---- Data supplied
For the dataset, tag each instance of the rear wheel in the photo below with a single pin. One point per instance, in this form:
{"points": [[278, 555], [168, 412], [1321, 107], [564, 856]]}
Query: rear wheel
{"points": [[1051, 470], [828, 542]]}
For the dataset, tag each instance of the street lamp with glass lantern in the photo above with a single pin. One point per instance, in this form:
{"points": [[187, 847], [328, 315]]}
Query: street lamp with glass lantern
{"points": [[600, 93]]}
--------
---- Data supplied
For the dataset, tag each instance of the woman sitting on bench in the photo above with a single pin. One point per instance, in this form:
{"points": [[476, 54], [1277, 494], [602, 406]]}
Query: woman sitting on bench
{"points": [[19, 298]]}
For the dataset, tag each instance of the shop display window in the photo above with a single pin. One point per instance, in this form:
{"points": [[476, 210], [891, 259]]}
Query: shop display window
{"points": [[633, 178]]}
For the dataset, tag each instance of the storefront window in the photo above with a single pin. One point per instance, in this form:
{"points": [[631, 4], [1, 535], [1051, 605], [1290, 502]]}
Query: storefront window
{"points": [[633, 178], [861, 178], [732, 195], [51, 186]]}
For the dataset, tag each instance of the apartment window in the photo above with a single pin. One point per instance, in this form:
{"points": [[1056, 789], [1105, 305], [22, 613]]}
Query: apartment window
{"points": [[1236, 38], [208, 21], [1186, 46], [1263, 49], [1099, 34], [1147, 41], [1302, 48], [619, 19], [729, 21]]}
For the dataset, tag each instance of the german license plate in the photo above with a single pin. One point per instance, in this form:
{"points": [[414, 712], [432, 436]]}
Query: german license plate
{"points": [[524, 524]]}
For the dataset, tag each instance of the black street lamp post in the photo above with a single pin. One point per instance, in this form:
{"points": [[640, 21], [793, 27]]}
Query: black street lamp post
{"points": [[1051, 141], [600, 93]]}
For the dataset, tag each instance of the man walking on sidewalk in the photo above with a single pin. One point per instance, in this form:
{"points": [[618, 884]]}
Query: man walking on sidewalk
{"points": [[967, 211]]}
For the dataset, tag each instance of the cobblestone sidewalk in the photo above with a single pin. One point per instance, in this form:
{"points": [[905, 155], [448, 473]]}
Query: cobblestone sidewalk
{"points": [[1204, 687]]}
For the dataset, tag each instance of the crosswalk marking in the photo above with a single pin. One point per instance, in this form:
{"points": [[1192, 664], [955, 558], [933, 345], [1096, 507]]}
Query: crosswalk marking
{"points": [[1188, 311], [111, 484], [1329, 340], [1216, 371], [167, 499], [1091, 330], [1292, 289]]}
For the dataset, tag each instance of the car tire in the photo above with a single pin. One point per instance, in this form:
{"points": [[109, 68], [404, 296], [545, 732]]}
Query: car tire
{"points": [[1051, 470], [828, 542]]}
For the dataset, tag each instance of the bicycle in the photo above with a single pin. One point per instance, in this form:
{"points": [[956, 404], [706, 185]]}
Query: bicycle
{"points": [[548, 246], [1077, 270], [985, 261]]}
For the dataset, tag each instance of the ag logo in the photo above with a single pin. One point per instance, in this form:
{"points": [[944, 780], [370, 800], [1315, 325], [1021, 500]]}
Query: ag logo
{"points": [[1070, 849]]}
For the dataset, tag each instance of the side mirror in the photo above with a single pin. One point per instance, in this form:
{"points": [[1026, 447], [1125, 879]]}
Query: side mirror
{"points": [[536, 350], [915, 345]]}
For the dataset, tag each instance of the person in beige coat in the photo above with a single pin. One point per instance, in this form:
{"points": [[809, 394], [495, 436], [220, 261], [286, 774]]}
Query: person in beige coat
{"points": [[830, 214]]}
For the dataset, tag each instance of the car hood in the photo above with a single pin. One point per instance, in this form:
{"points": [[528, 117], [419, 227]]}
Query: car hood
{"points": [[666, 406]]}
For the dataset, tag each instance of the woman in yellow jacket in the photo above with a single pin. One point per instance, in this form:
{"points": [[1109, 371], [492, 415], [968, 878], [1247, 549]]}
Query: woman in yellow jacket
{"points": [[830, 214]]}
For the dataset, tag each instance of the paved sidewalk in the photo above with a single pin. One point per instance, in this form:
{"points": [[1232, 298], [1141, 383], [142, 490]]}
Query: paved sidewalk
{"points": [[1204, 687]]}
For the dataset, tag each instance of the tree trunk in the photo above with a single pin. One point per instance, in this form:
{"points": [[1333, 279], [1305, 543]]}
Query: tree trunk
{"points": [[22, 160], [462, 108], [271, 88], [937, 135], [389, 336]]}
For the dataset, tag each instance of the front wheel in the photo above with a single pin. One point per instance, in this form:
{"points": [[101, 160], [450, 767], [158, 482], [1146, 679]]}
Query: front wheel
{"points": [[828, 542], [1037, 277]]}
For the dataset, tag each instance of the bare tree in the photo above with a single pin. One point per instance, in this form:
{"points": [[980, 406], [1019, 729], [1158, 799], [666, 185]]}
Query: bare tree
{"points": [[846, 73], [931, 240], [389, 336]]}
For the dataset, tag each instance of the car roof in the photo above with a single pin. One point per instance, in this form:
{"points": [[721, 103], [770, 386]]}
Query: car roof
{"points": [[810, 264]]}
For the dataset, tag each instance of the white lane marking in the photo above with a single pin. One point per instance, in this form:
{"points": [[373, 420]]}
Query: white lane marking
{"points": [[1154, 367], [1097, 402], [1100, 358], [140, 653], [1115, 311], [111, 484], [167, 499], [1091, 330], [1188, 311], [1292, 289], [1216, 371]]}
--------
Task to complete:
Select every line in the items that holds the string "mirror", and copy each such line in full.

Full answer:
For the dataset, tag each instance of the side mirror in the photo above with a single pin. One point per instance, in this form:
Query: side mirror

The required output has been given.